## START Article

There are numerous varieties of help desks. Many are of a technical nature, some are customer service-based, and others involve assisting company employees with their needs. All are centered around a philosophy of pain.

Technical Help

You have to know what you’re doing to handle this job, because people will be calling you with specific technical questions about computers, such as:

"How can I use a photograph of my pet Dachshund, Snoodles, as desktop wallpaper?"

"How do I adjust my solitaire settings for Vegas scoring?"

"If I accidentally spilled half a can of Surge into my keyboard, what will happen?"

"It’s asking me for my password, what should I do?"

"What is my password?" (Snoodles, probably)

Yes, all of your computer training has been for naught. Your situation will be comparable with sending in Stephen Hawking to teach preschool (meaning, you wouldn’t really need someone with all of his vast knowledge to teach a class of four year-olds. Plus, the kids would probably play on him).

You’ll probably be very helpful at first, but the lack of challenges will begin to affect you. I mean, how many times can you answer a call about a broken printer, only to find that it’s out of paper? How many times can you be frantically told that someone’s computer is broken, when it’s just that they’ve forgotten to turn on their monitor? Not many, and soon you won’t even be personally visiting the employee, but instead, over the phone, giving them one of the replies listed below:

"The network is down."

"The little computer goblin must be sick."

And (all together now) "Turn it off, and then on again."

One fun thing to do is to send random employees an e-mail stating that the e-mail is not working. See how many replies you get that say: "Will you send me an e-mail telling me when the e-mail is working again?"

Company Support Line

A great job if you can get it. The position exists at a company’s headquarters, and handles nation-wide employee concerns regarding company policy and technical support. The only qualifications for this position is that you never answer the phone.

Now, you’re only human, and a temp at that, so no one will expect you to get the hang of not answering the phone right away. Out of reflex, you might pick up a ringing phone during your training stage, but don’t feel too embarrassed about it: you can still avoid helping whoever has called. If you do happen to accidentally answer the phone, you should

a) supply incorrect information, or

b) supply no information whatsoever

Supplying incorrect information may sound easy, but it can be tricky. If someone’s computer refuses to print out a closing report, for example, and your suggestion includes a ritual involving a set of left-handed golf clubs, a moist Shetland pony, and six pounds of carrot shavings, they may be suspicious. And often times the person on the phone will insist that you stay on the line while they try out your "solution." When your fabricated instructions fail, they will be able to yell at you. The best thing to do is explain to them that the process will not work unless the phone is hung-up. Tell them the pony won’t do the special dance if the phone line is open or something equally preposterous, I mean, what are they going to do, ask for your superior? You’re a temp!

## END Article
## START Data records

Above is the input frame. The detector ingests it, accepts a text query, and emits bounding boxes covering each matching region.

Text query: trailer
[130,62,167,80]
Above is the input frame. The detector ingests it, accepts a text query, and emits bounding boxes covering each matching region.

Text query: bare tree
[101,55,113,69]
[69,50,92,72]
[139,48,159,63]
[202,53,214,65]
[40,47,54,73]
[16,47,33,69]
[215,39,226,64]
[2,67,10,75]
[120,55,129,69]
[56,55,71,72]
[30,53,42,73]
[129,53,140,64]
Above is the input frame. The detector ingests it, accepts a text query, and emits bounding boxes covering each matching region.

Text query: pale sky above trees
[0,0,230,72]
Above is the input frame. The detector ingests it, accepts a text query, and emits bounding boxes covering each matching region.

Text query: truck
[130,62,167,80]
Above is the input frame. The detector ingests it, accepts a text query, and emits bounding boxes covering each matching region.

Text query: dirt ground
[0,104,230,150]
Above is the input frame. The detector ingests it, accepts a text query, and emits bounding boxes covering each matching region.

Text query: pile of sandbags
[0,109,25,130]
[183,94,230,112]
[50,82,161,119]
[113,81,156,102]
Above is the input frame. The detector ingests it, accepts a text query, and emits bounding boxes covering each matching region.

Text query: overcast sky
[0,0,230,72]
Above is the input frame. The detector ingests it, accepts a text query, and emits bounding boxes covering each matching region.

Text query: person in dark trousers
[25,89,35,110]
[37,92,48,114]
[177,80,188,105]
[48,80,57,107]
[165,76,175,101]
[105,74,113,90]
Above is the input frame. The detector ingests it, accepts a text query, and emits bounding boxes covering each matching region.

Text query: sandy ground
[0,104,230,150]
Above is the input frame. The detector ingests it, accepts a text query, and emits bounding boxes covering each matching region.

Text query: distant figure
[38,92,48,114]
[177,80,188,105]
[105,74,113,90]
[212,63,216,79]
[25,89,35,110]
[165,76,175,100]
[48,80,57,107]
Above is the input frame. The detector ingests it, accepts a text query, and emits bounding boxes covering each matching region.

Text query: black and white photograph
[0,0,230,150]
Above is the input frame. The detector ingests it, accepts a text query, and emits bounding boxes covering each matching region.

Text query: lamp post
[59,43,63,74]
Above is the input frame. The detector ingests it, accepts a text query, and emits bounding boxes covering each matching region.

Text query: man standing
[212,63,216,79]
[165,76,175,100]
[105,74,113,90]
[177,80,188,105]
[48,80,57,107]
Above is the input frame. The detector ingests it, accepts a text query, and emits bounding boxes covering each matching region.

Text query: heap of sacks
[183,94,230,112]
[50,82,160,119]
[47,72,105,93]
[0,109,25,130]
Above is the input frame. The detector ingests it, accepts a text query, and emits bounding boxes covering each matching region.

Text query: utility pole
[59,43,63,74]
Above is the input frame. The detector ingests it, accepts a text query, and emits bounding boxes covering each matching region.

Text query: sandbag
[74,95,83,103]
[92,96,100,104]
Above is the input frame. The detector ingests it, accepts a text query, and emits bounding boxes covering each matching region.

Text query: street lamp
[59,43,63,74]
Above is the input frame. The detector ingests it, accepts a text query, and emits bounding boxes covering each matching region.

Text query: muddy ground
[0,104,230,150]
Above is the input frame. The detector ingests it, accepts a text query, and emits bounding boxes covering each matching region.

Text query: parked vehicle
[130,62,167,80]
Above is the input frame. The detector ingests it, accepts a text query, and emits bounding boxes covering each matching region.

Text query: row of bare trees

## END Data records

Job 1:
Print the passage of the help desk piece between "There are numerous" and "philosophy of pain.", inclusive.
Job 2:
Carry on the help desk piece from its last sentence.
Nothing in the collected data is needed here.

Response 1:
There are numerous varieties of help desks. Many are of a technical nature, some are customer service-based, and others involve assisting company employees with their needs. All are centered around a philosophy of pain.

Response 2:
Happily, there are many ways to supply no information. The most effective is to put the person on hold for two hours, then disconnect them, and when they call back, disguise your voice so they don’t know it was you. Another is to listen to the employee’s problem, inserting the occasional "Uh-huh" and then transfer them to an random destination (Jiffy Lube, a cheese factory, Peru).

Customer Service

Let me be the first to admit that I have a real bug up my ass about this one. If you get a job in customer service, you’re going to hear something like this from the person who is training you: "Smile! People can hear if you’re smiling over the phone!" This is absolutely true. You can hear a smile over the phone. But so what? Since when did smiling equal good customer service?

The basic thing to remember is, people who call customer service aren’t always happy. Sure, some of them may be very happy. Apparently there are some freaks out there who are always happy about everything. Some people may be neutral, maybe just looking for information or needing some questions answered. But others will be people with problems. People with problems aren’t generally happy. People with problems don’t want you to be happy either. What people with problems want is for you to solve their problems. Now.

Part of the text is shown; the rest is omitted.